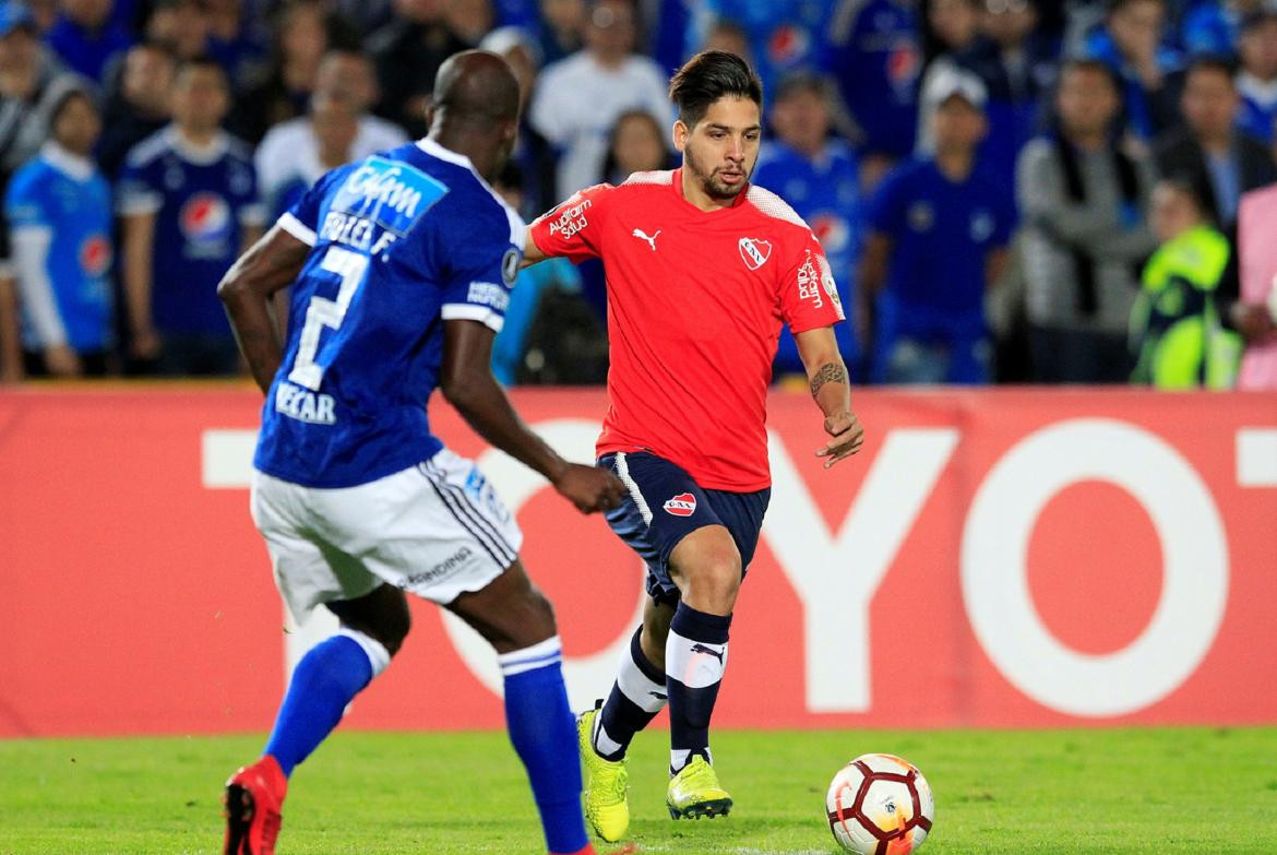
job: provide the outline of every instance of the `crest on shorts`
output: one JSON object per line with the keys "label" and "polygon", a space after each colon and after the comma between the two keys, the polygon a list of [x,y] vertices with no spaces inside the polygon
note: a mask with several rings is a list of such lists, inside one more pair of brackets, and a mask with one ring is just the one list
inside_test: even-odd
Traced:
{"label": "crest on shorts", "polygon": [[668,502],[661,505],[667,514],[673,514],[674,516],[691,516],[696,512],[696,496],[691,493],[678,493]]}

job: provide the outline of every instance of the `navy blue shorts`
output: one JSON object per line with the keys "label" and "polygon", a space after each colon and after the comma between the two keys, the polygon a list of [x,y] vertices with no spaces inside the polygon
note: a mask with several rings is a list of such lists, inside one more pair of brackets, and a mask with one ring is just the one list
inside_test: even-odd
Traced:
{"label": "navy blue shorts", "polygon": [[679,541],[706,525],[723,525],[732,533],[744,575],[759,546],[770,488],[752,493],[704,489],[682,466],[650,451],[617,451],[598,463],[626,486],[624,501],[607,514],[608,525],[647,564],[647,593],[653,599],[678,602],[678,587],[669,578],[669,555]]}

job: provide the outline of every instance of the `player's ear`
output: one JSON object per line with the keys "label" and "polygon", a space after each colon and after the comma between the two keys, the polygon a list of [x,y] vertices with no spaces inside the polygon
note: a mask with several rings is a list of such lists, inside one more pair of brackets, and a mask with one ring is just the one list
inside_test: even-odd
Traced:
● ● ● ● ●
Count the lines in the items above that contain the string "crest", treating uppercase and lowercase letters as distinct. Reply with the number alone.

2